**STATED PROBLEM:**
Repeat the lines between the one holding "around the basil" and the one holding "xmin=0 ymin=260 xmax=430 ymax=640", inclusive, switching every "tight" to "snug" and leaving everything else unchanged.

-- Start DATA RECORDS --

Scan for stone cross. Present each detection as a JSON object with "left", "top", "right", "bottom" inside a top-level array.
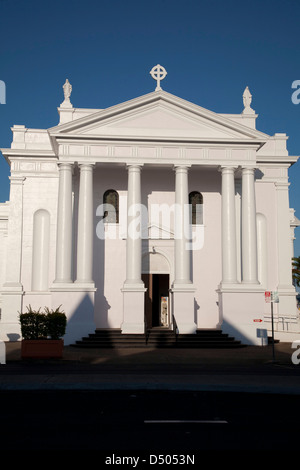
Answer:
[{"left": 150, "top": 64, "right": 167, "bottom": 91}]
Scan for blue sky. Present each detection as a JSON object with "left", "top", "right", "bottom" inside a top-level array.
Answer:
[{"left": 0, "top": 0, "right": 300, "bottom": 256}]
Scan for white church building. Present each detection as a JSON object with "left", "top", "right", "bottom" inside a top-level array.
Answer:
[{"left": 0, "top": 65, "right": 300, "bottom": 345}]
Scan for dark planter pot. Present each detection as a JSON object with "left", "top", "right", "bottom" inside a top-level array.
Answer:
[{"left": 21, "top": 339, "right": 64, "bottom": 359}]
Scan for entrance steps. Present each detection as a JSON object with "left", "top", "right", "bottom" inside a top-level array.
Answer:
[{"left": 71, "top": 327, "right": 244, "bottom": 348}]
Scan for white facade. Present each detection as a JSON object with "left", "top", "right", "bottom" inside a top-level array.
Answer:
[{"left": 0, "top": 73, "right": 300, "bottom": 344}]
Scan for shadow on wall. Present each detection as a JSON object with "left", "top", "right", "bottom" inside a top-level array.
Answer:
[
  {"left": 220, "top": 319, "right": 268, "bottom": 346},
  {"left": 64, "top": 294, "right": 96, "bottom": 345}
]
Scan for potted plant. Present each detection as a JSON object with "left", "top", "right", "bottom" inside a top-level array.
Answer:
[{"left": 19, "top": 305, "right": 67, "bottom": 359}]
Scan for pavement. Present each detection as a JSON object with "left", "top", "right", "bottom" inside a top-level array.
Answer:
[{"left": 0, "top": 342, "right": 300, "bottom": 395}]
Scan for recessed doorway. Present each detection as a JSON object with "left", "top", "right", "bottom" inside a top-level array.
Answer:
[{"left": 142, "top": 273, "right": 170, "bottom": 328}]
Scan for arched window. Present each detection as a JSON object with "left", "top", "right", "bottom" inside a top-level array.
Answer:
[
  {"left": 189, "top": 191, "right": 203, "bottom": 225},
  {"left": 103, "top": 189, "right": 119, "bottom": 224}
]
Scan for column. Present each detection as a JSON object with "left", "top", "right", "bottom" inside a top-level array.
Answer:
[
  {"left": 275, "top": 180, "right": 298, "bottom": 324},
  {"left": 242, "top": 167, "right": 258, "bottom": 284},
  {"left": 55, "top": 163, "right": 72, "bottom": 283},
  {"left": 125, "top": 165, "right": 144, "bottom": 286},
  {"left": 221, "top": 167, "right": 237, "bottom": 284},
  {"left": 76, "top": 163, "right": 94, "bottom": 284},
  {"left": 0, "top": 174, "right": 25, "bottom": 341},
  {"left": 4, "top": 175, "right": 25, "bottom": 290},
  {"left": 171, "top": 165, "right": 197, "bottom": 334},
  {"left": 121, "top": 164, "right": 146, "bottom": 334},
  {"left": 174, "top": 165, "right": 191, "bottom": 284}
]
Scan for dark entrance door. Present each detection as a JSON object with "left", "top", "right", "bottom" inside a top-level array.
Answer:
[{"left": 142, "top": 274, "right": 169, "bottom": 328}]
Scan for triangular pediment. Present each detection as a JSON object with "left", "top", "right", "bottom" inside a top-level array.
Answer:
[{"left": 49, "top": 91, "right": 268, "bottom": 141}]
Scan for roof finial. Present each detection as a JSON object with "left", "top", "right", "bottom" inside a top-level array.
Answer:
[
  {"left": 150, "top": 64, "right": 167, "bottom": 91},
  {"left": 61, "top": 79, "right": 73, "bottom": 108},
  {"left": 243, "top": 86, "right": 255, "bottom": 114}
]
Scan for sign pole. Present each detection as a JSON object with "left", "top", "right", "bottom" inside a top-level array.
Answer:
[{"left": 271, "top": 300, "right": 275, "bottom": 362}]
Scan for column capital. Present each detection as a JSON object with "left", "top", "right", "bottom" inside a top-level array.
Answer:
[
  {"left": 173, "top": 163, "right": 192, "bottom": 171},
  {"left": 240, "top": 164, "right": 258, "bottom": 173},
  {"left": 9, "top": 175, "right": 26, "bottom": 184},
  {"left": 126, "top": 163, "right": 144, "bottom": 170},
  {"left": 57, "top": 162, "right": 74, "bottom": 170},
  {"left": 218, "top": 164, "right": 238, "bottom": 173},
  {"left": 77, "top": 162, "right": 96, "bottom": 169}
]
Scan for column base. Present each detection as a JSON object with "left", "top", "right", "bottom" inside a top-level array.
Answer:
[
  {"left": 171, "top": 284, "right": 197, "bottom": 334},
  {"left": 219, "top": 285, "right": 268, "bottom": 346},
  {"left": 121, "top": 283, "right": 147, "bottom": 334}
]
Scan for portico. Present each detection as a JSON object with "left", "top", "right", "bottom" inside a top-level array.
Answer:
[{"left": 0, "top": 66, "right": 300, "bottom": 344}]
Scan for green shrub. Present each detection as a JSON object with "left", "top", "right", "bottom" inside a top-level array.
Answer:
[
  {"left": 19, "top": 305, "right": 67, "bottom": 339},
  {"left": 45, "top": 307, "right": 67, "bottom": 339}
]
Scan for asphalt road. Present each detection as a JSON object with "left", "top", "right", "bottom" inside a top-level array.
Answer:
[{"left": 0, "top": 390, "right": 300, "bottom": 452}]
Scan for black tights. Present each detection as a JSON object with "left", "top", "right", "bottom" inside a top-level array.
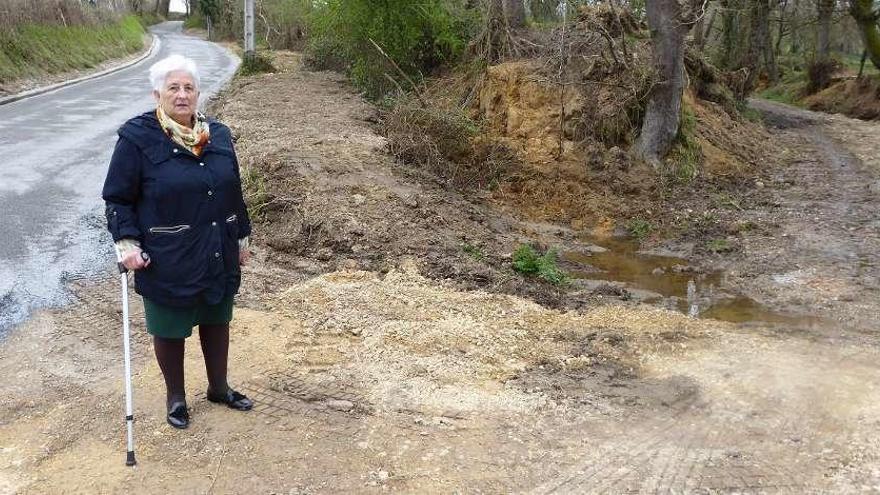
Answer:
[{"left": 153, "top": 325, "right": 229, "bottom": 406}]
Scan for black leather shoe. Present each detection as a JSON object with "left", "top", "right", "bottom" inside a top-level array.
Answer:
[
  {"left": 207, "top": 388, "right": 254, "bottom": 411},
  {"left": 167, "top": 402, "right": 189, "bottom": 430}
]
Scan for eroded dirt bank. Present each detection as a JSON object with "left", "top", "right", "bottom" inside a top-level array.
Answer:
[{"left": 0, "top": 52, "right": 880, "bottom": 494}]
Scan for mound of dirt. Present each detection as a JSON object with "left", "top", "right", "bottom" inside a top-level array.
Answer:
[
  {"left": 386, "top": 5, "right": 778, "bottom": 234},
  {"left": 802, "top": 77, "right": 880, "bottom": 120}
]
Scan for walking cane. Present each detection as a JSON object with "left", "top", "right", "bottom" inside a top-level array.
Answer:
[{"left": 116, "top": 252, "right": 150, "bottom": 466}]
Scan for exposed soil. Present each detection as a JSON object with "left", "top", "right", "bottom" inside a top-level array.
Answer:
[{"left": 0, "top": 54, "right": 880, "bottom": 494}]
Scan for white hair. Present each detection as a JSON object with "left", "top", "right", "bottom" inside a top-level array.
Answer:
[{"left": 150, "top": 54, "right": 199, "bottom": 91}]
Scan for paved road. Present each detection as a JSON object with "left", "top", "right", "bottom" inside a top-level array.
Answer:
[{"left": 0, "top": 22, "right": 238, "bottom": 336}]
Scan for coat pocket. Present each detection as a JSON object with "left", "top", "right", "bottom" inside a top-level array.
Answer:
[{"left": 150, "top": 225, "right": 192, "bottom": 234}]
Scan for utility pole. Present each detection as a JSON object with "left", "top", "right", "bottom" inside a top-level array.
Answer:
[{"left": 244, "top": 0, "right": 255, "bottom": 63}]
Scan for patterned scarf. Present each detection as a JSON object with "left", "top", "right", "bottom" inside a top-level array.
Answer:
[{"left": 156, "top": 106, "right": 210, "bottom": 156}]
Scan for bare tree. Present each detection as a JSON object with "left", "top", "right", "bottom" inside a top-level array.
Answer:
[
  {"left": 850, "top": 0, "right": 880, "bottom": 69},
  {"left": 816, "top": 0, "right": 834, "bottom": 62},
  {"left": 744, "top": 0, "right": 779, "bottom": 87},
  {"left": 634, "top": 0, "right": 702, "bottom": 166}
]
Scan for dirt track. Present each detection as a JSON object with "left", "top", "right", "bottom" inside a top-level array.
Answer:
[{"left": 0, "top": 56, "right": 880, "bottom": 494}]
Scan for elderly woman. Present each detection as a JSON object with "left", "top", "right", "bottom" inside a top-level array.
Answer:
[{"left": 102, "top": 55, "right": 253, "bottom": 428}]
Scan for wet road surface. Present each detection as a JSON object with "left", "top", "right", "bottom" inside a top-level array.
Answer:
[{"left": 0, "top": 22, "right": 238, "bottom": 336}]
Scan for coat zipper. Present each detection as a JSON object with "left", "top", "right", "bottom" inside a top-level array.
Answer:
[{"left": 150, "top": 225, "right": 190, "bottom": 234}]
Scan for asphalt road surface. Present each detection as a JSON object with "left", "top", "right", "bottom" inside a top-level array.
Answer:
[{"left": 0, "top": 22, "right": 238, "bottom": 336}]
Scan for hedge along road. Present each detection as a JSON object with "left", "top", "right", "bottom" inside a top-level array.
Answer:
[{"left": 0, "top": 22, "right": 239, "bottom": 337}]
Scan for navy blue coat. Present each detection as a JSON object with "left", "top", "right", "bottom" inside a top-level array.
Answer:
[{"left": 101, "top": 112, "right": 251, "bottom": 307}]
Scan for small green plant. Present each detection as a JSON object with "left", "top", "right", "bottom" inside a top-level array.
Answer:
[
  {"left": 513, "top": 244, "right": 569, "bottom": 285},
  {"left": 706, "top": 239, "right": 733, "bottom": 254},
  {"left": 0, "top": 15, "right": 144, "bottom": 84},
  {"left": 666, "top": 104, "right": 703, "bottom": 184},
  {"left": 626, "top": 218, "right": 654, "bottom": 242},
  {"left": 734, "top": 220, "right": 758, "bottom": 234},
  {"left": 461, "top": 242, "right": 486, "bottom": 261},
  {"left": 241, "top": 167, "right": 269, "bottom": 220}
]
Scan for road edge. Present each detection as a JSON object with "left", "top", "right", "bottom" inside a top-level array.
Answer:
[{"left": 0, "top": 33, "right": 162, "bottom": 106}]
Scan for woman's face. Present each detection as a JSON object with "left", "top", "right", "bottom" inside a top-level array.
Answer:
[{"left": 153, "top": 71, "right": 199, "bottom": 127}]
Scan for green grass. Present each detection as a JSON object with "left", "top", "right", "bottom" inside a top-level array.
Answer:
[
  {"left": 461, "top": 242, "right": 486, "bottom": 261},
  {"left": 0, "top": 15, "right": 144, "bottom": 84},
  {"left": 663, "top": 102, "right": 703, "bottom": 184},
  {"left": 758, "top": 54, "right": 880, "bottom": 106},
  {"left": 513, "top": 244, "right": 569, "bottom": 285}
]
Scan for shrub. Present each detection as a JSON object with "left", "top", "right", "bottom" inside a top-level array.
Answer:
[
  {"left": 0, "top": 16, "right": 144, "bottom": 83},
  {"left": 513, "top": 244, "right": 568, "bottom": 285},
  {"left": 384, "top": 97, "right": 520, "bottom": 189},
  {"left": 308, "top": 0, "right": 476, "bottom": 99}
]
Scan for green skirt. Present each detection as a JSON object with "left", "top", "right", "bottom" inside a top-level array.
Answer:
[{"left": 143, "top": 296, "right": 233, "bottom": 339}]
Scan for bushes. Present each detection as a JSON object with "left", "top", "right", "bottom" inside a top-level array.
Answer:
[
  {"left": 309, "top": 0, "right": 478, "bottom": 98},
  {"left": 0, "top": 16, "right": 144, "bottom": 83},
  {"left": 384, "top": 98, "right": 520, "bottom": 189}
]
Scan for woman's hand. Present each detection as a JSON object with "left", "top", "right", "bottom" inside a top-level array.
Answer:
[{"left": 122, "top": 247, "right": 150, "bottom": 270}]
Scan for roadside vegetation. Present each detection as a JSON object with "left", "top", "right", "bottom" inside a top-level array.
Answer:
[{"left": 0, "top": 2, "right": 148, "bottom": 90}]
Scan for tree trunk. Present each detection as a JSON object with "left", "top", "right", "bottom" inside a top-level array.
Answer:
[
  {"left": 789, "top": 0, "right": 801, "bottom": 53},
  {"left": 694, "top": 8, "right": 718, "bottom": 51},
  {"left": 850, "top": 0, "right": 880, "bottom": 69},
  {"left": 504, "top": 0, "right": 526, "bottom": 29},
  {"left": 816, "top": 0, "right": 834, "bottom": 62},
  {"left": 634, "top": 0, "right": 699, "bottom": 166},
  {"left": 744, "top": 0, "right": 779, "bottom": 86},
  {"left": 773, "top": 0, "right": 788, "bottom": 57},
  {"left": 719, "top": 0, "right": 740, "bottom": 69}
]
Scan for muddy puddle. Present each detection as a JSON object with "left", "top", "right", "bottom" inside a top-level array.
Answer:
[{"left": 562, "top": 239, "right": 823, "bottom": 328}]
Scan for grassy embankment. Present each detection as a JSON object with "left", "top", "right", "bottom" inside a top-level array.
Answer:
[
  {"left": 0, "top": 16, "right": 144, "bottom": 86},
  {"left": 758, "top": 54, "right": 880, "bottom": 107}
]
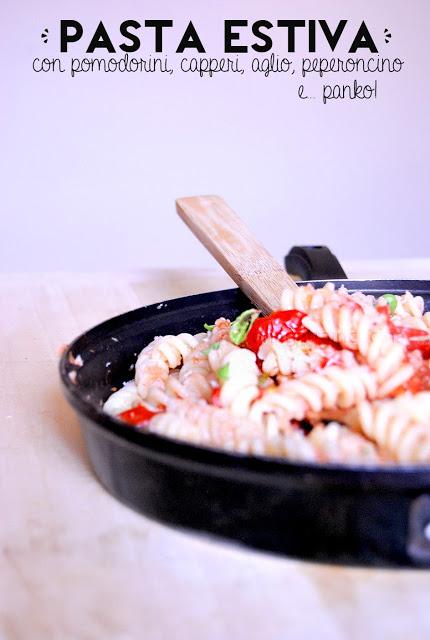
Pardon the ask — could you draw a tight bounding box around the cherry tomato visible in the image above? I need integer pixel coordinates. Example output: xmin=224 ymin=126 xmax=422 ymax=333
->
xmin=118 ymin=405 xmax=160 ymax=426
xmin=390 ymin=323 xmax=430 ymax=360
xmin=241 ymin=309 xmax=338 ymax=353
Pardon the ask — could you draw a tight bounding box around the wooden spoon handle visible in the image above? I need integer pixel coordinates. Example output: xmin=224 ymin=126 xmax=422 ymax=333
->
xmin=176 ymin=196 xmax=297 ymax=313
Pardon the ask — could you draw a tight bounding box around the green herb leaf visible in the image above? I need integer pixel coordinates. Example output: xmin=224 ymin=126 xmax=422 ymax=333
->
xmin=217 ymin=362 xmax=230 ymax=382
xmin=230 ymin=309 xmax=260 ymax=344
xmin=382 ymin=293 xmax=397 ymax=314
xmin=202 ymin=342 xmax=221 ymax=356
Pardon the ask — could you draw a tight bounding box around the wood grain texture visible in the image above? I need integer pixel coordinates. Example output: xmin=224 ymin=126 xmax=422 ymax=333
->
xmin=176 ymin=196 xmax=297 ymax=313
xmin=0 ymin=268 xmax=430 ymax=640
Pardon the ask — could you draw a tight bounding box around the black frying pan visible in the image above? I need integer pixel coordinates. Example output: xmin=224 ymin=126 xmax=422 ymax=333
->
xmin=60 ymin=248 xmax=430 ymax=567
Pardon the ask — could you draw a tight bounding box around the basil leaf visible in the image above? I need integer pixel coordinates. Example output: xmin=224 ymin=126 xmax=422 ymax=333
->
xmin=230 ymin=309 xmax=260 ymax=345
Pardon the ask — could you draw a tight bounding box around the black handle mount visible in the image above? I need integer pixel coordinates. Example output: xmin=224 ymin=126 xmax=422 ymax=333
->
xmin=285 ymin=246 xmax=347 ymax=280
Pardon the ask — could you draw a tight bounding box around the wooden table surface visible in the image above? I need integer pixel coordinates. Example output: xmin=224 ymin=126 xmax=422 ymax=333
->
xmin=0 ymin=260 xmax=430 ymax=640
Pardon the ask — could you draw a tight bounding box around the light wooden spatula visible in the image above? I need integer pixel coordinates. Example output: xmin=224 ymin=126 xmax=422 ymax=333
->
xmin=176 ymin=196 xmax=297 ymax=313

-- End DATA RECORDS --

**THE SOLUTION:**
Pardon the ask — could you draw a snug bounding box around the basil leaf visible in the image above? I need integer pixel coordinates. Example output: xmin=224 ymin=126 xmax=422 ymax=333
->
xmin=230 ymin=309 xmax=260 ymax=345
Pardon the ask — could you draw a snug bounding box around the black handle mount visible in the image above? I need integer pixel coordinates. Example output: xmin=224 ymin=126 xmax=422 ymax=333
->
xmin=285 ymin=246 xmax=347 ymax=280
Pardon the ask — could you draw a snug bounding box around the wooden table surface visible in the image above? I need integer pixel coordinates. Example output: xmin=224 ymin=126 xmax=422 ymax=333
->
xmin=0 ymin=260 xmax=430 ymax=640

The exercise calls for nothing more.